> **DOKUMEN SUMBER**
::::
Namun, dengan adanya definisi yang mengakui penderitaan fisik, mental, dan
kerugian ekonomi, negara secara formal memberikan locus standi atau
kedudukan hukum kepada korban. Ini mentransformasi posisi korban dari objek
pasif menjadi subjek hukum aktif yang memiliki hak inheren untuk menuntut
pemulihan atas kerugian yang dideritanya. Pengakuan ini adalah pilar utama
dari pergeseran menuju keadilan restoratif.
Kejaksaan sebagai Dominus Litis dalam Penuntutan Pidana
Dalam kerangka sistem peradilan pidana Indonesia, Kejaksaan memegang
peranan sentral dan eksklusif sebagai lembaga penuntut. Prinsip ini dikenal
dengan adagium dominus litis, yang berarti “penguasa perkara”,
di mana Penuntut Umum memiliki kendali penuh atas suatu perkara pidana untuk
dilimpahkan ke pengadilan atau tidak.
::::
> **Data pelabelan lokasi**
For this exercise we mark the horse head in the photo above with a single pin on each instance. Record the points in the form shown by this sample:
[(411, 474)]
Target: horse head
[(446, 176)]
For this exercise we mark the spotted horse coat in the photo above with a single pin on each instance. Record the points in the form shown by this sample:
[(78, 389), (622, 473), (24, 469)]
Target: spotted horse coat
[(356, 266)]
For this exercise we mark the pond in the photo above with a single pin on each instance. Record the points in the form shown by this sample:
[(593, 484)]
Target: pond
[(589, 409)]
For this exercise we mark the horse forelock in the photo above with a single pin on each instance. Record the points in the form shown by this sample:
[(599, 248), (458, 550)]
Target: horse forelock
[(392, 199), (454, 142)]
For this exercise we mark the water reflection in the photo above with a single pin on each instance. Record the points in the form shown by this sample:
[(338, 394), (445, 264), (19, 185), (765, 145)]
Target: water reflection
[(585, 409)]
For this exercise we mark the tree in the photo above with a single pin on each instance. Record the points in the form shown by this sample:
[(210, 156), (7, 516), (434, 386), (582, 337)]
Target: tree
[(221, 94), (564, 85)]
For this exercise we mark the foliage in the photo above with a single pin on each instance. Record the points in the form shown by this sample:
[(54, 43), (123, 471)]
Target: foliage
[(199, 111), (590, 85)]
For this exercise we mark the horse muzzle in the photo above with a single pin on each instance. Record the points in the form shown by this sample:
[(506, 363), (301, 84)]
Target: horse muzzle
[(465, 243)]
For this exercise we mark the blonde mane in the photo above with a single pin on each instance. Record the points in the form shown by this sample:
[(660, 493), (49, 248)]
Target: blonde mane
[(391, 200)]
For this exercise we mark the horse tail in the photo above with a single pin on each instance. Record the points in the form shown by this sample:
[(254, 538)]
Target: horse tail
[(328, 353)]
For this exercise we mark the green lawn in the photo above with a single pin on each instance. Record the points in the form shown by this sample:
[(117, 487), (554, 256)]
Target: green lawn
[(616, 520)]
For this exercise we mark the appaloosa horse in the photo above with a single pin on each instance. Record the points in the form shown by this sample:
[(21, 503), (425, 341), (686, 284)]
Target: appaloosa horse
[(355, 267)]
::::
> **TUGAS ANDA**
Menurut dokumen sumber, mengapa negara secara formal memberikan kedudukan hukum kepada korban? Jawab dalam satu sampai tiga kalimat.

> **SOAL TERJAWAB**
Negara memberikan kedudukan hukum (locus standi) kepada korban karena adanya definisi yang mengakui penderitaan fisik, mental, dan kerugian ekonomi yang dialami korban.